-- Start DOCUMENT SEGMENT --

Skip to content

Container Orchestration

This document covers how containers are deployed and managed on Minnova infrastructure.

Current Setup: K3s + ArgoCD

All services run on K3s with ArgoCD handling GitOps deployments. K3s is CNCF-certified Kubernetes that strips out unnecessary features to run in about 512MB of RAM.

Benefits we get from K3s:

  • Declarative deployments: Apply a manifest describing what you want. K3s figures out how to get there.
  • Rolling updates: Deploy a new version and K3s gradually replaces old pods with new ones.
  • Self-healing: If a container crashes, K3s restarts it automatically.
  • Portable workflows: Same kubectl commands and Helm charts work anywhere.

GitOps with ArgoCD

All deployments follow GitOps principles - Git is the source of truth, not the cluster.

Deployment workflow:

  1. Edit manifests in infra/kubernetes/<service>/ or Helm values
  2. Commit and push to main
  3. ArgoCD detects changes and syncs cluster state to match Git

ArgoCD UI is at argocd.minnova.io, protected by Cloudflare Zero Trust with proxy auth.

App of Apps Pattern

ArgoCD manages applications using the App of Apps pattern. A single ApplicationSet auto-discovers directories in kubernetes/* and creates Applications for each. Helm-based services have dedicated Application manifests in argocd/apps/.

This means adding a new raw-manifest service is as simple as creating a directory - no ArgoCD config needed.

What ArgoCD Manages

All runtime services: homepage, authentik, monitoring stack (Prometheus, Grafana, Loki, Alloy), Portainer, Forgejo, Gatus/status, Nextcloud, Umami, Traefik, cloudflared tunnel sidecar, CloudNativePG operator, SOPS secrets operator.

-- End DOCUMENT SEGMENT --
-- Start DATA EXCERPTS --

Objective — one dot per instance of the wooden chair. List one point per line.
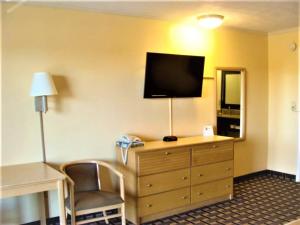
(85, 195)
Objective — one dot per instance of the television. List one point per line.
(173, 76)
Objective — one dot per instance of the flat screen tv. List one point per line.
(173, 76)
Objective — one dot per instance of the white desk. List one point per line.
(31, 178)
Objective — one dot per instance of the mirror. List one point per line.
(231, 102)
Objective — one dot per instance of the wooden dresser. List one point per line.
(164, 178)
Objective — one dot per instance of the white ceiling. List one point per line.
(267, 16)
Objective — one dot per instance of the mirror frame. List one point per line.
(243, 99)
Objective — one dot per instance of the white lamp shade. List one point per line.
(42, 84)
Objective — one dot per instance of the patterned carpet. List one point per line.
(263, 199)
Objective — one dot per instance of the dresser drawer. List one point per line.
(164, 201)
(161, 182)
(211, 172)
(211, 190)
(211, 153)
(163, 161)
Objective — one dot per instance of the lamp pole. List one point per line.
(42, 86)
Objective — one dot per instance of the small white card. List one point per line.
(208, 131)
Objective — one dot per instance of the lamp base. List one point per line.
(170, 138)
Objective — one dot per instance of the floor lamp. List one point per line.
(42, 86)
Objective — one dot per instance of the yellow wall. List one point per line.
(283, 79)
(98, 61)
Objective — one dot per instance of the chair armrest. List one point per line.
(111, 168)
(118, 173)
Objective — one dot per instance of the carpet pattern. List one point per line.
(259, 200)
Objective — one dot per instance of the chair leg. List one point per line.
(105, 215)
(73, 217)
(123, 218)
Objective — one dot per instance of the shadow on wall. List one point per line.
(64, 91)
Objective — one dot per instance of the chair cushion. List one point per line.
(84, 175)
(94, 199)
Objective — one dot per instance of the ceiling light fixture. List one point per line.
(210, 21)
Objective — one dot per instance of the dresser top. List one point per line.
(181, 142)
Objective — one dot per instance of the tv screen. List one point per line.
(173, 76)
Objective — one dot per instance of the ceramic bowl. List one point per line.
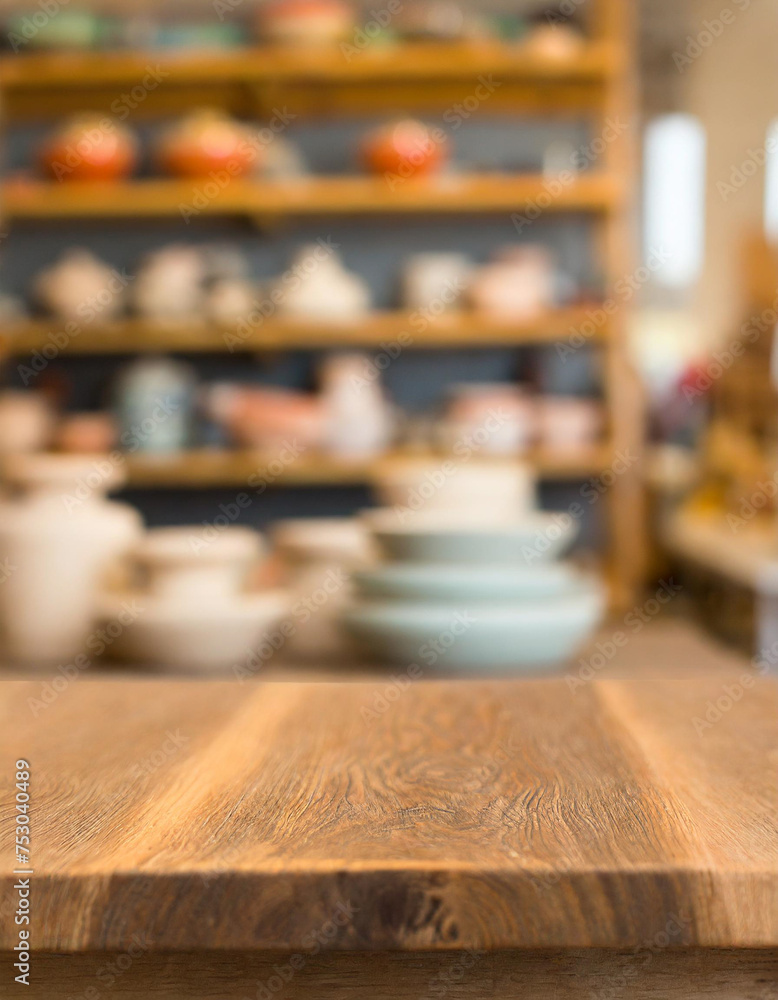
(500, 488)
(471, 584)
(444, 537)
(507, 637)
(163, 634)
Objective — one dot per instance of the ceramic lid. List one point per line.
(199, 543)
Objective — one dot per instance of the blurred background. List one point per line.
(503, 271)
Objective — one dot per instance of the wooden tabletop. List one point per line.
(374, 815)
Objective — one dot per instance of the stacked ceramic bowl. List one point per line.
(473, 586)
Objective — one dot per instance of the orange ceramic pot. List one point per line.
(90, 148)
(407, 148)
(204, 142)
(305, 22)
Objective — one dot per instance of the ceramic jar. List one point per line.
(207, 141)
(492, 418)
(554, 41)
(59, 535)
(317, 286)
(198, 613)
(435, 282)
(169, 283)
(407, 148)
(26, 421)
(318, 556)
(305, 22)
(154, 405)
(359, 418)
(89, 147)
(79, 288)
(518, 283)
(568, 422)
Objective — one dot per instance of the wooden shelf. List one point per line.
(460, 329)
(204, 468)
(412, 61)
(249, 81)
(338, 195)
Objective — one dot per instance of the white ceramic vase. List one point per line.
(197, 613)
(58, 536)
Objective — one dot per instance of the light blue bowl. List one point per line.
(507, 637)
(467, 584)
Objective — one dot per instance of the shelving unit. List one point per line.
(309, 197)
(415, 76)
(595, 83)
(212, 468)
(279, 333)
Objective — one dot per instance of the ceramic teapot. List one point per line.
(80, 288)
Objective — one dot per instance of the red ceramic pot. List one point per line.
(90, 148)
(407, 148)
(207, 141)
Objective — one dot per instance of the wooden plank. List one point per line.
(316, 66)
(346, 195)
(473, 814)
(414, 330)
(205, 467)
(653, 972)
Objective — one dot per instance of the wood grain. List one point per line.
(464, 815)
(317, 195)
(454, 329)
(648, 974)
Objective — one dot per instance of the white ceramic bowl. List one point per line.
(451, 483)
(162, 634)
(514, 637)
(446, 537)
(470, 584)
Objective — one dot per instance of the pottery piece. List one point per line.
(510, 637)
(436, 536)
(79, 288)
(58, 536)
(305, 22)
(435, 282)
(197, 614)
(169, 282)
(267, 418)
(497, 419)
(359, 419)
(181, 566)
(518, 283)
(317, 286)
(319, 555)
(554, 41)
(495, 490)
(228, 300)
(69, 30)
(86, 433)
(437, 20)
(26, 421)
(154, 405)
(206, 141)
(89, 147)
(568, 422)
(471, 584)
(407, 148)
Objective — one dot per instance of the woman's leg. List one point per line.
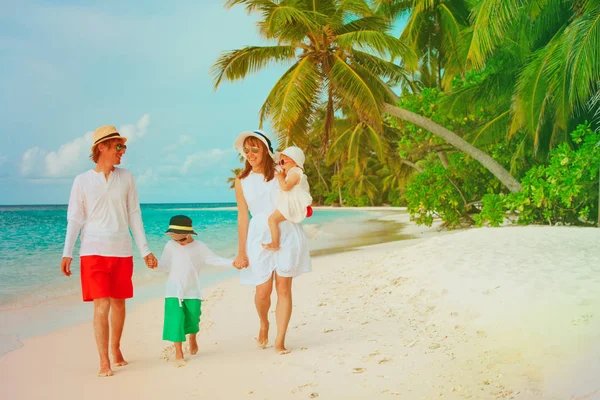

-- End DATA EXCERPTS --

## [JOBS]
1. Restate the container orchestration page word for word, starting at "ArgoCD UI is" and ending at "SOPS secrets operator.".
2. Identify each line in the listing that contains the string "bowl" and copy those lines. Case counts.
The container orchestration page and the listing have nothing to do with each other.

## [IN RESPONSE]
1.
ArgoCD UI is at argocd.minnova.io, protected by Cloudflare Zero Trust with proxy auth.

App of Apps Pattern

ArgoCD manages applications using the App of Apps pattern. A single ApplicationSet auto-discovers directories in kubernetes/* and creates Applications for each. Helm-based services have dedicated Application manifests in argocd/apps/.

This means adding a new raw-manifest service is as simple as creating a directory - no ArgoCD config needed.

What ArgoCD Manages

All runtime services: homepage, authentik, monitoring stack (Prometheus, Grafana, Loki, Alloy), Portainer, Forgejo, Gatus/status, Nextcloud, Umami, Traefik, cloudflared tunnel sidecar, CloudNativePG operator, SOPS secrets operator.

2.
Objective — one dot per instance of the ceramic bowl. List one point per line.
Objective — one dot per instance of the stacked ceramic bowl. List one point per line.
Objective — one dot per instance of the light blue bowl. List one point per line.
Objective — one dot per instance of the white ceramic bowl. List one point per line.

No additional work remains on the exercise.